• _Work to be completed_
Locate the line that contains "TARGET: rocky mountain ridge", then copy it and all later lines of the data below exactly, through the last one.

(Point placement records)
• • •

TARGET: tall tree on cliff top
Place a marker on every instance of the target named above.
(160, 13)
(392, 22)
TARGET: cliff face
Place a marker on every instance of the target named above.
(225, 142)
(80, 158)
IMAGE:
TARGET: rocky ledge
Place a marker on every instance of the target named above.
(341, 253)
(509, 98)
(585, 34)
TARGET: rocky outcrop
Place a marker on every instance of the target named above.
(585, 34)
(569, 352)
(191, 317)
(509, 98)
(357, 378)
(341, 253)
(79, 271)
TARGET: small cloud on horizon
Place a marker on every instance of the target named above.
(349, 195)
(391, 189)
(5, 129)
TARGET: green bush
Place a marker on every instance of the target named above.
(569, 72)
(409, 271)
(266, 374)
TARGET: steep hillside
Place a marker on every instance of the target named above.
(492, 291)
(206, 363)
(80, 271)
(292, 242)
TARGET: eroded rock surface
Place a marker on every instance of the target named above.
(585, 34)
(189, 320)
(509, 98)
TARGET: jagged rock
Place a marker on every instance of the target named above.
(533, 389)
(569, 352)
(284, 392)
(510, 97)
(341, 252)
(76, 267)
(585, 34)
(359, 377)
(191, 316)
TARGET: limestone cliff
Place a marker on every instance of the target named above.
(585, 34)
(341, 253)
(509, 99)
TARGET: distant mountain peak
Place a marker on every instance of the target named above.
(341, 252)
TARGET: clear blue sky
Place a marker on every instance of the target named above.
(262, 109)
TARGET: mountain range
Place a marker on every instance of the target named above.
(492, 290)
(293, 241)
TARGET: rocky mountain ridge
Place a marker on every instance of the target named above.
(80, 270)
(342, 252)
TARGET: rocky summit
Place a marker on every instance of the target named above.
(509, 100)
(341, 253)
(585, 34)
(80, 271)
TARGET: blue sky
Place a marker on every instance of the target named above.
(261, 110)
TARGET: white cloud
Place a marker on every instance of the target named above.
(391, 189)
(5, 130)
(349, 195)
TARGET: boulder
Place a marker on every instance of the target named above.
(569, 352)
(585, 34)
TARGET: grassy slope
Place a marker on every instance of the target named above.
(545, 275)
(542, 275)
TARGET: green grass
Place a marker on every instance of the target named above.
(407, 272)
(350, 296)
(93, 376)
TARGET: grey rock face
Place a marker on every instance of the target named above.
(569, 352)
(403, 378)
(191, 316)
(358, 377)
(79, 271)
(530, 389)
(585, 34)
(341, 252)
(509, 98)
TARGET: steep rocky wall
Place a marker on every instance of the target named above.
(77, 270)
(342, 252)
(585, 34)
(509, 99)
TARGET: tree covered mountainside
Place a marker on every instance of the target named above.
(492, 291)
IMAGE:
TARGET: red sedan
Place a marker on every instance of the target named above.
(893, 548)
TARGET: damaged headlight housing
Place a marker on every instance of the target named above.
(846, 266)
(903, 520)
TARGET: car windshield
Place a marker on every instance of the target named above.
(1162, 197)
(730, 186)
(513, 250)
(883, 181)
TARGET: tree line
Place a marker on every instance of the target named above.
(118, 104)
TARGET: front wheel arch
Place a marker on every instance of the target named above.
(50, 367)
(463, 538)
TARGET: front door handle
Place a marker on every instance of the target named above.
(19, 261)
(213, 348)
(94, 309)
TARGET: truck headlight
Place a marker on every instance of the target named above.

• • •

• _Final result_
TARGET: rocky mountain ridge
Place a marker on every instance of the target named above.
(80, 270)
(342, 252)
TARGET: rocky summit
Place a marker on every instance of the target named above.
(509, 100)
(341, 253)
(585, 34)
(80, 271)
TARGET: blue sky
Place a marker on every instance of the target named above.
(261, 110)
TARGET: white cloud
Place a marker on every instance of the target named above.
(391, 189)
(5, 130)
(349, 195)
TARGET: boulder
Place a marker on every instance of the target named above.
(569, 352)
(585, 34)
TARGET: grassy slope
Place a marker on every instance of the target named above.
(545, 275)
(542, 275)
TARGET: green grass
Place a marker on every instance of the target named above.
(407, 272)
(350, 296)
(93, 376)
TARGET: grey rock face
Place a marker on every instance of the target named above.
(569, 352)
(403, 378)
(191, 316)
(358, 377)
(79, 271)
(530, 389)
(585, 34)
(341, 252)
(509, 98)
TARGET: steep rocky wall
Place a marker on every instance of the target named above.
(77, 270)
(342, 252)
(585, 34)
(509, 99)
TARGET: tree covered mountainside
Place a marker on every instance of the target named above.
(492, 291)
IMAGE:
TARGET: red sedan
Place a marker on every instance of the target named above.
(893, 548)
TARGET: damaged headlight housing
Place a marker on every instance of the target named above.
(846, 266)
(903, 520)
TARGET: car windshield
Place a marker on every instance of the target named above.
(1162, 197)
(730, 186)
(513, 250)
(883, 181)
TARGET: tree line
Place a marker on every instance of the target named above.
(118, 104)
TARGET: front wheel arch
Place a marker on every instance of the target named above.
(50, 367)
(463, 538)
TARGET: front door handle
Place a marker on every instance of the target named above.
(19, 261)
(213, 348)
(94, 309)
TARGET: truck headlight
Place a marker on every instance of the target named above.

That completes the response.